**WRITTEN PROBLEM 1**
Copy the entries below word for word, beginning with the first line of the entries and continuing through the line containing "498 27 586 111", with both of those lines included.

Bharath Subramaniyam (born 17 October 2007) is an Indian chess player holding the title of grandmaster.

He learned chess at the age of five years from his father Harishankkar . Starting from 2014, he attended the "Chess Gurukul" school in Chennai, having GM Ramachandran Ramesh as his main teacher. From, March 2019, Bharath also started attending training sessions by GM Alexander Goloshchapov. The sessions were useful in improving his positional play and helped him to reach his norms faster. In January 2020, Bharath was selected for a special training camp sponsored by Microsense networks conducted by former World champion GM Vladimir Kramnik and former World chess challenger GM Boris Gelfand. Bharath is currently training with Indian chess Grandmaster Shyam Sundar. 

He completed his 3rd IM norm in June 2019, at the age of 11 years and 8 months. The title was officially ratified by FIDE in September of the same year.

In January 2022 Bharath earned his third and final GM norm to become India's 73rd grandmaster at the age of 14, by scoring 7.5/9 at the Vergani Cup Open in Cattolica, Italy, and raising his live rating above 2500. As of May 29th 2022, he is the youngest Indian grandmaster.

**RECORDS SUPPLIED**
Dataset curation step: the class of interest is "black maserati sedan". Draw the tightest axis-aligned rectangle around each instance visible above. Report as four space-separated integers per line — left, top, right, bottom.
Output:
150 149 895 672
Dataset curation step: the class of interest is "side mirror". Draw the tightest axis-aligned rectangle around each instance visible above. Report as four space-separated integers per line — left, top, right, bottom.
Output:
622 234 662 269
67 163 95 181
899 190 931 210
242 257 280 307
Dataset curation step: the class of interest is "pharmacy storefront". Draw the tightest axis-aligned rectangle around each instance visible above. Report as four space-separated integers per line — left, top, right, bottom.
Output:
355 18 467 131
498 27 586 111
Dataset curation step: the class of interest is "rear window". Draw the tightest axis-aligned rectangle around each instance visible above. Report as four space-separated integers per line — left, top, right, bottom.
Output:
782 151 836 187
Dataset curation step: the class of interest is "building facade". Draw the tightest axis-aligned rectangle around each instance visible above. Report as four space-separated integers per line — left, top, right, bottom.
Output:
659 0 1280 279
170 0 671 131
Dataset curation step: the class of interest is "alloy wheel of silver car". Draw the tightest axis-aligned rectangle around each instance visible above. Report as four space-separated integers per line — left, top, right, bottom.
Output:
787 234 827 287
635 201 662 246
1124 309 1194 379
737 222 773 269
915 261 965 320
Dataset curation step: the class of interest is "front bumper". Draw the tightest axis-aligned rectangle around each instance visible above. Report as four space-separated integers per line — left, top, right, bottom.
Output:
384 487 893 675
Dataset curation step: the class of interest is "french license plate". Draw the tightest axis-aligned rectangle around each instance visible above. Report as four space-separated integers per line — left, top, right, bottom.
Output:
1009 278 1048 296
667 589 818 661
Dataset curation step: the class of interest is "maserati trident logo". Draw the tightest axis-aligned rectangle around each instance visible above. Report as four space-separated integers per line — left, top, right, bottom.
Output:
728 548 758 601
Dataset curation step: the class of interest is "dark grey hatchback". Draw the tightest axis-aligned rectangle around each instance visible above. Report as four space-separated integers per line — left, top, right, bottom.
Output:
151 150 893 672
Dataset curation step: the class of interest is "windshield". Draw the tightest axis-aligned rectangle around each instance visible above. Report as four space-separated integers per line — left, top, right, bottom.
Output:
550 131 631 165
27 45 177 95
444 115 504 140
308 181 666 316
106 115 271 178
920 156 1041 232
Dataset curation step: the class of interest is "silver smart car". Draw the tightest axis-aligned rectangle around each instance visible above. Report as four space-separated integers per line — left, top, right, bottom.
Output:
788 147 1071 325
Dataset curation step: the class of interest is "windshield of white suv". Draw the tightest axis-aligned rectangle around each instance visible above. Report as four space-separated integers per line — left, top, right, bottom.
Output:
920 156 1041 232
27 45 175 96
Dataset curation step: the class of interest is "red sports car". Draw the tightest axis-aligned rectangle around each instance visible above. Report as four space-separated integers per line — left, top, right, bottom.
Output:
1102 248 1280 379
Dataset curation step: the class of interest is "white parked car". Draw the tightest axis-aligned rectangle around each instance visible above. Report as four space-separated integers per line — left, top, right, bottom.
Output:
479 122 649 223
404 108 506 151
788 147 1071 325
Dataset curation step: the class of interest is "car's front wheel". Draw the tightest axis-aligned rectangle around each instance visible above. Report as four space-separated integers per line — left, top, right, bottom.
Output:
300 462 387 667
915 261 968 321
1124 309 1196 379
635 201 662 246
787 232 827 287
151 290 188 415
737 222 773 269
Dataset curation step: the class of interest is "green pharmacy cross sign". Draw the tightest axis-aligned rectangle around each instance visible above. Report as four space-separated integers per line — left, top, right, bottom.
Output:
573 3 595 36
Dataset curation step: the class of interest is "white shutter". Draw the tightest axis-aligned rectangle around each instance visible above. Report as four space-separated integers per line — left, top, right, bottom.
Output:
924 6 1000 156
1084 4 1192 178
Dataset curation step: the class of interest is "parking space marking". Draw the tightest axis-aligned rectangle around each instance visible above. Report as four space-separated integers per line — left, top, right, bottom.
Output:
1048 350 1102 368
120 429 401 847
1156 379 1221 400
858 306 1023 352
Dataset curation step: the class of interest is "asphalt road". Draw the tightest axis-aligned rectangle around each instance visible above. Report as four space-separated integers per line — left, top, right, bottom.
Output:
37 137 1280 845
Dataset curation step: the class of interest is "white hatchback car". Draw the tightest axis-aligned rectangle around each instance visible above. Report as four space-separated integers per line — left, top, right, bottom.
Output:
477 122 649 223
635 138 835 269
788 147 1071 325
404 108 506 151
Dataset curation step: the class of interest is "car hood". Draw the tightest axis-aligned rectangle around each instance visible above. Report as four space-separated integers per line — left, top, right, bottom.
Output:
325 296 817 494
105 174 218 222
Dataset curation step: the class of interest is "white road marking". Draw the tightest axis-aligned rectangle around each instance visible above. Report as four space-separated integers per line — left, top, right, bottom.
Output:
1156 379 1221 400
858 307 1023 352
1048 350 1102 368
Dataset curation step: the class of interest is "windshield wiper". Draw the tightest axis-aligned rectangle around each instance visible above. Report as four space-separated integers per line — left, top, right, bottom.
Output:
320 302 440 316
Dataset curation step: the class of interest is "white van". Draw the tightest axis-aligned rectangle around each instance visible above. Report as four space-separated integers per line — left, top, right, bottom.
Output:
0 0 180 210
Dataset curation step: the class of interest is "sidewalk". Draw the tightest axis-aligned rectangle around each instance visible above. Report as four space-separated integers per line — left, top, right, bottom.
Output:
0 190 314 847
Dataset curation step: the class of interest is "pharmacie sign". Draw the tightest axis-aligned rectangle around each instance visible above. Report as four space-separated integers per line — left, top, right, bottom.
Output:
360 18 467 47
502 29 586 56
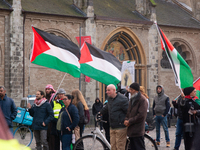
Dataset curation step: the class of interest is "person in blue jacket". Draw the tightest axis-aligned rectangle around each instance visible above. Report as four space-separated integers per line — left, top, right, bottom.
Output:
0 86 17 134
27 91 54 150
60 95 79 150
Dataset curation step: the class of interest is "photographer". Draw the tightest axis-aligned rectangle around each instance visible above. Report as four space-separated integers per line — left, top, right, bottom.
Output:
180 87 200 150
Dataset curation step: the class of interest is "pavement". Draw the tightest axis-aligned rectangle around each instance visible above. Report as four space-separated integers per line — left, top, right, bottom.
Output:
20 126 184 150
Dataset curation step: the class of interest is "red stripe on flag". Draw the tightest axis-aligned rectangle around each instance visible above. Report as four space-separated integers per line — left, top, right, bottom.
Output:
31 27 50 62
79 42 93 64
159 28 174 51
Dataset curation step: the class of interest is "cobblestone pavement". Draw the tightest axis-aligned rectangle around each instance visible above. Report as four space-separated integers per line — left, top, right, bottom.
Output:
19 126 184 150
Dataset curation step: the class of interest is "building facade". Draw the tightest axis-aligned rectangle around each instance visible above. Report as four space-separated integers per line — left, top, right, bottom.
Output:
0 0 200 107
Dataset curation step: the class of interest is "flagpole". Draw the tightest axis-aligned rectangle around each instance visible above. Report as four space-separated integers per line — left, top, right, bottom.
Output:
79 24 81 91
56 73 66 93
154 21 183 93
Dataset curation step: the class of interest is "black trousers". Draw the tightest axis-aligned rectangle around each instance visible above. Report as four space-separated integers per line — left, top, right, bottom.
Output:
183 132 194 150
78 123 84 137
129 136 145 150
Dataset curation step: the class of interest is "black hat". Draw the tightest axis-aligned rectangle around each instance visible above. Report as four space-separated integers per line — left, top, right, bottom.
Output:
183 86 195 95
130 82 140 91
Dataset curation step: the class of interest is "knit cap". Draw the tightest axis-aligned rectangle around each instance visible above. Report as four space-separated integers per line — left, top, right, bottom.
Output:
130 82 140 91
58 88 66 94
183 86 195 95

**WRITTEN PROBLEM 2**
In the biography above, condense the paragraph beginning "He learned chess at the age of five years" into a bulleted list that keeps its main facts.

**EXERCISE ANSWER 1**
Dataset curation step: the class of interest is "black maserati sedan". Draw the tightest axis-aligned rectangle around each instance visible above. Report as four space-separated integers per line — left, top, right, bottom.
Output:
150 149 895 672
Dataset curation step: the class of interest is "side mirror". Draw the tightest axis-aligned rectangle around each instance visible above. Report as four space-separated integers per line — left, top, right, bottom.
Output:
622 234 662 269
67 163 95 181
899 190 931 210
242 257 280 307
Dataset curation step: the class of interest is "pharmacy storefront". Draw the tightest axis-aligned rectangle around each instance visible above. Report as four space-separated integers per line — left, top, right, bottom.
Output:
355 18 467 131
498 27 586 111

**EXERCISE ANSWER 2**
- Learned chess at age five from his father, Harishankkar.
- Attended the "Chess Gurukul" school in Chennai from 2014, with GM Ramachandran Ramesh as his main teacher.
- Began training sessions with GM Alexander Goloshchapov in March 2019; these improved his positional play and helped him reach his norms faster.
- Was selected in January 2020 for a special training camp sponsored by Microsense networks and conducted by GM Vladimir Kramnik and GM Boris Gelfand.
- Currently trains with Indian Grandmaster Shyam Sundar.